## What to do
Rewrite every line from the one containing "Where can the chandelier" down to the end of the listing, shifting each coordinate in the answer points up by 30 and leaving all other lines unchanged.

Object point labels:
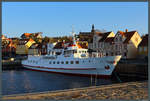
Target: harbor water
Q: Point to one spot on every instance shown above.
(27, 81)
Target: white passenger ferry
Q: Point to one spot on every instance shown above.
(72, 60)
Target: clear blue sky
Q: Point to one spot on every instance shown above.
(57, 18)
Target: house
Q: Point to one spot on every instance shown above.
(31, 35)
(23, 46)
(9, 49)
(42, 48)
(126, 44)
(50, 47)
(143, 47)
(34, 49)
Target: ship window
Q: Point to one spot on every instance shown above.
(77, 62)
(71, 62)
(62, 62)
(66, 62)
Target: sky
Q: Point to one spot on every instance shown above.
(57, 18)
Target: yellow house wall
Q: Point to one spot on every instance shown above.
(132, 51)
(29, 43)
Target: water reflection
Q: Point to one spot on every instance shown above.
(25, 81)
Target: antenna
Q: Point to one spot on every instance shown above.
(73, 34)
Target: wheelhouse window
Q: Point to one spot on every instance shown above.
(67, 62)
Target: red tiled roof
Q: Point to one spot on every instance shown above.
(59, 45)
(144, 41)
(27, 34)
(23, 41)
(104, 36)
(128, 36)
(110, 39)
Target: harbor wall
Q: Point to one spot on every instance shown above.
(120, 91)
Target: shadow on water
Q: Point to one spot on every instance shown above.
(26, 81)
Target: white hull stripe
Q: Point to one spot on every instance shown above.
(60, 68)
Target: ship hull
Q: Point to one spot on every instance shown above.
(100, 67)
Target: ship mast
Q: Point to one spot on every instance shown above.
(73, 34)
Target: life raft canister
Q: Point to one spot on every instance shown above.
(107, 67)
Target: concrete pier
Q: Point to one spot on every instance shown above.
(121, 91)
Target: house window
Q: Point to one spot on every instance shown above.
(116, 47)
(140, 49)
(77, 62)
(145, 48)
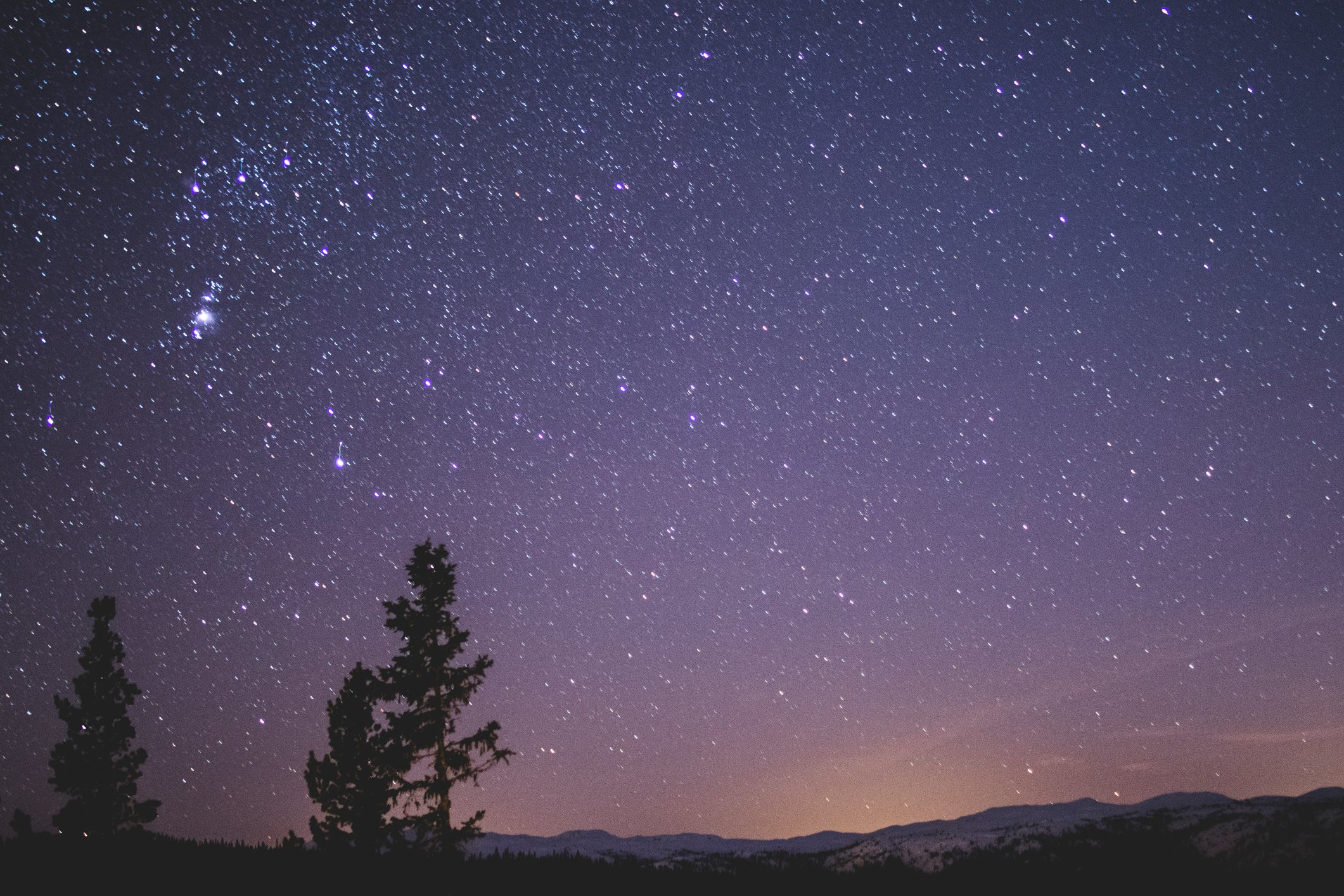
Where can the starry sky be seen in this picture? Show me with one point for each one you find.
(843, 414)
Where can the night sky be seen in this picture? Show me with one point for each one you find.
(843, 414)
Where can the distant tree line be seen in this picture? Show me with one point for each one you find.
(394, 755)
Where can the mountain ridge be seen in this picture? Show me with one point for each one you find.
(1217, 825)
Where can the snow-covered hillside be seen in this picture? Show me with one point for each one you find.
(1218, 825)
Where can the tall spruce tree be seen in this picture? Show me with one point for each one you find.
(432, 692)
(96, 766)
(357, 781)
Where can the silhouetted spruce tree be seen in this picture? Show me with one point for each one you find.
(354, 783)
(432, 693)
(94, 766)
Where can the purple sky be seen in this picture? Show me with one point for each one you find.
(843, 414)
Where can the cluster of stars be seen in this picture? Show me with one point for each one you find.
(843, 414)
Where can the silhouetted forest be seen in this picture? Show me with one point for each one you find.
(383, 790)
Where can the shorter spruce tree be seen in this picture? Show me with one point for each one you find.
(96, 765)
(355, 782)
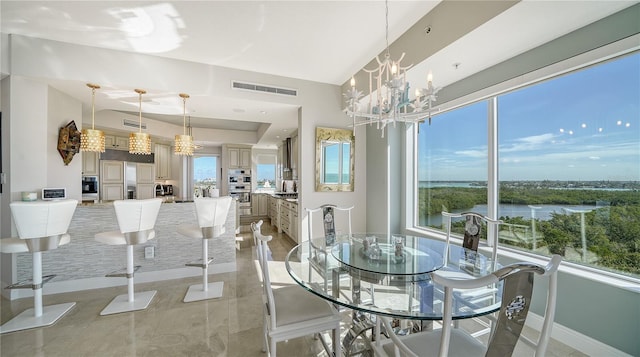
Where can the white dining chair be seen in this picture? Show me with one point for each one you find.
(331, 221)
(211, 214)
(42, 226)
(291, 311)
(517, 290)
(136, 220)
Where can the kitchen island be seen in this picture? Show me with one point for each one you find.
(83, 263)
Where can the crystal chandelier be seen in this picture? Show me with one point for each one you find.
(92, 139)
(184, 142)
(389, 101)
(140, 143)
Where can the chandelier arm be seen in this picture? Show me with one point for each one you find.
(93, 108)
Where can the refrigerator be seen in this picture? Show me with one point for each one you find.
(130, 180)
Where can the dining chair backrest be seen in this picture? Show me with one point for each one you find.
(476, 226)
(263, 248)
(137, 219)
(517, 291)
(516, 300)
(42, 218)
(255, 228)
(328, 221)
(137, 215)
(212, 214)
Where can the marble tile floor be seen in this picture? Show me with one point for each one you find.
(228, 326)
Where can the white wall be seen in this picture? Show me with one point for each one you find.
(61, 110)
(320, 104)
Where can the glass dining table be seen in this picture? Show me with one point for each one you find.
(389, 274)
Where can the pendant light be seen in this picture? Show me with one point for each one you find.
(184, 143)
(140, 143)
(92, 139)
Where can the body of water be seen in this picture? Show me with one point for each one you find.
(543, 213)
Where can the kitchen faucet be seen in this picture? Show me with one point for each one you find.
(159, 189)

## Result of this exercise
Where can the chandelier arm be seen in this picture? Show me with one point for each one you find.
(123, 138)
Where can the refrigerator be seen in this picture? Show me with one point for each one you find.
(160, 210)
Where can the dining chair backrest be seen in this picture? Show me with one point for each one you find.
(506, 256)
(293, 278)
(167, 249)
(547, 321)
(546, 330)
(72, 248)
(285, 258)
(358, 251)
(167, 245)
(242, 244)
Where can the marble tile floor be seen in this picture? Show me with one point for each one you find.
(258, 356)
Where can the white wall be seen in this picture? Show me with one point for each one you find.
(91, 140)
(350, 134)
Where can the glass dining table be seen in this picture? Show me with one point for each one you find.
(419, 304)
Where can the pendant light be seen in this picture? Show me with one point for each one you find.
(214, 173)
(170, 173)
(122, 169)
Where can the body of water be seen in this picture? Show me with one point for each one you find.
(573, 243)
Where can the kitchen faucet be seen in this picture? Show me with one point for each one you find.
(189, 219)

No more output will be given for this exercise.